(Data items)
.....

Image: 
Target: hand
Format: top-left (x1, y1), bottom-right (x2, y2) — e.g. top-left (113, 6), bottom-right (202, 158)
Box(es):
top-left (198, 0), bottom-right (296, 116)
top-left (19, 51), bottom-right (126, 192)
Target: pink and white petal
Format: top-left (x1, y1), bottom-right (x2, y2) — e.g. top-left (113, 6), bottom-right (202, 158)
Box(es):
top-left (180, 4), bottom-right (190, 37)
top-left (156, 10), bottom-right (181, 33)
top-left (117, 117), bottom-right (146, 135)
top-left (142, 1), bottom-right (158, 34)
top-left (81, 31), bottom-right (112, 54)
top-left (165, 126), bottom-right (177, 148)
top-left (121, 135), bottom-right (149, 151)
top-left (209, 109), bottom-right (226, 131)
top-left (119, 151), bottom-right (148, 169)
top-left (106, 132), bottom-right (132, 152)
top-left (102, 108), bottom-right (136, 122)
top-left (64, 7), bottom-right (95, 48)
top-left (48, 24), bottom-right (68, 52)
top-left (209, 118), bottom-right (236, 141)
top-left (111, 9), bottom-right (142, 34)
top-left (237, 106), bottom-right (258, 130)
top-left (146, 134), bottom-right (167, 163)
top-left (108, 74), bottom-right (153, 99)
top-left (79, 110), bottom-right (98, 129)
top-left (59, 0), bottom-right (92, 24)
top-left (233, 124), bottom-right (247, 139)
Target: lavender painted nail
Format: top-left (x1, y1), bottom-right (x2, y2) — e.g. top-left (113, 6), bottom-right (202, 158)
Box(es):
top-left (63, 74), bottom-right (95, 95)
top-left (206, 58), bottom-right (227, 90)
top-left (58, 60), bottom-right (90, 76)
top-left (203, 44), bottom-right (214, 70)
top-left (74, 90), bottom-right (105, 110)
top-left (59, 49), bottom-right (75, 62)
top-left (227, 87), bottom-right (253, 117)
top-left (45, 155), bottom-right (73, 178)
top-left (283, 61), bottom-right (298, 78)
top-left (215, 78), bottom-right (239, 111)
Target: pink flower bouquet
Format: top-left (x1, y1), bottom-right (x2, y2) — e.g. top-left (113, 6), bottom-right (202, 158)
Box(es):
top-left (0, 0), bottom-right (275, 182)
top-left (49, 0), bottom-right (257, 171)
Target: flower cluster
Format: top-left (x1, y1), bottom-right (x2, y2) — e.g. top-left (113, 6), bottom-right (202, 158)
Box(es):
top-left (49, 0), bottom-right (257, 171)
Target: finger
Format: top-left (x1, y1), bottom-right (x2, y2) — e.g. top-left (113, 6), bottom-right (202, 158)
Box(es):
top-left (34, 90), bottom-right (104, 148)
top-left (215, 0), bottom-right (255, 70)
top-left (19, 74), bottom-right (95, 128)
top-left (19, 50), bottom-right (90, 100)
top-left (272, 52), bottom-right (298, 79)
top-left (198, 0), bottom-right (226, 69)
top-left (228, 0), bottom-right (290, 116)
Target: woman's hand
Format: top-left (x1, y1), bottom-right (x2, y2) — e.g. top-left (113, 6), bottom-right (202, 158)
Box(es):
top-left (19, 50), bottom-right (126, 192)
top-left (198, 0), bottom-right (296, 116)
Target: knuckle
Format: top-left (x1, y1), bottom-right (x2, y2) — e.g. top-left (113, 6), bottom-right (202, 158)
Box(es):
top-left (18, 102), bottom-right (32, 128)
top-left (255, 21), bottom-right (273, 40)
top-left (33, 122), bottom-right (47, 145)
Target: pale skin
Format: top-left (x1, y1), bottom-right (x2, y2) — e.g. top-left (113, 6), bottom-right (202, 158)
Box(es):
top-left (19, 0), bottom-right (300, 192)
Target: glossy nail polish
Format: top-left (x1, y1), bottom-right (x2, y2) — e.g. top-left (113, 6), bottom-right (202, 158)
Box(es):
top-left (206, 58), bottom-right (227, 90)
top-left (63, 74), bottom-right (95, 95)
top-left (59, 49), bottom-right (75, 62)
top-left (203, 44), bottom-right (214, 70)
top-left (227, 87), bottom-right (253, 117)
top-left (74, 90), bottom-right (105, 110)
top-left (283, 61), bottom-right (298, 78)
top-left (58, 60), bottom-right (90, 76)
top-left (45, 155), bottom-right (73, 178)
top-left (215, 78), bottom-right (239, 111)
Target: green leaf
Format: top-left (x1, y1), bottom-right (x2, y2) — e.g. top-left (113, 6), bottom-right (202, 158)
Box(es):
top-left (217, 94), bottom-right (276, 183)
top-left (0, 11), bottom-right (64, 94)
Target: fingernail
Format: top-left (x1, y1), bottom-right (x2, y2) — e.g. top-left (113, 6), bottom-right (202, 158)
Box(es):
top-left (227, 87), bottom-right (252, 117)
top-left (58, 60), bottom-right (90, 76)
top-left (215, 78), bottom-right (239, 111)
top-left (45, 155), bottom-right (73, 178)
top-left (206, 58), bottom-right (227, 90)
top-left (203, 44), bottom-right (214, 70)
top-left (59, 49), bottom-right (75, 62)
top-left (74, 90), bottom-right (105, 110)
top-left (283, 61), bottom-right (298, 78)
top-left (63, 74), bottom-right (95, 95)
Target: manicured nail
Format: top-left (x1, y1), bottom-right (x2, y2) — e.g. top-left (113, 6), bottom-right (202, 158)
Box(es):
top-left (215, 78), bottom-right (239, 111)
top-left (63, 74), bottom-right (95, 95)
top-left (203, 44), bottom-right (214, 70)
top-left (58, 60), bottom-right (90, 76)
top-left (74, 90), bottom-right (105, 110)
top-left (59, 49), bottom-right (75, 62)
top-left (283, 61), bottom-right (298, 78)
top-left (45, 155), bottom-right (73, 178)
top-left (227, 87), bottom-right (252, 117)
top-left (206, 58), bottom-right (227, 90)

.....

• TASK TO CARRY OUT:
Copy the lines of the listing above verbatim, from the line containing "Target: pale skin" through the line containing "top-left (19, 0), bottom-right (300, 192)", both included.

• RESULT OF THE EXERCISE:
Target: pale skin
Format: top-left (x1, y1), bottom-right (x2, y2) — e.g. top-left (113, 6), bottom-right (202, 158)
Box(es):
top-left (19, 0), bottom-right (300, 192)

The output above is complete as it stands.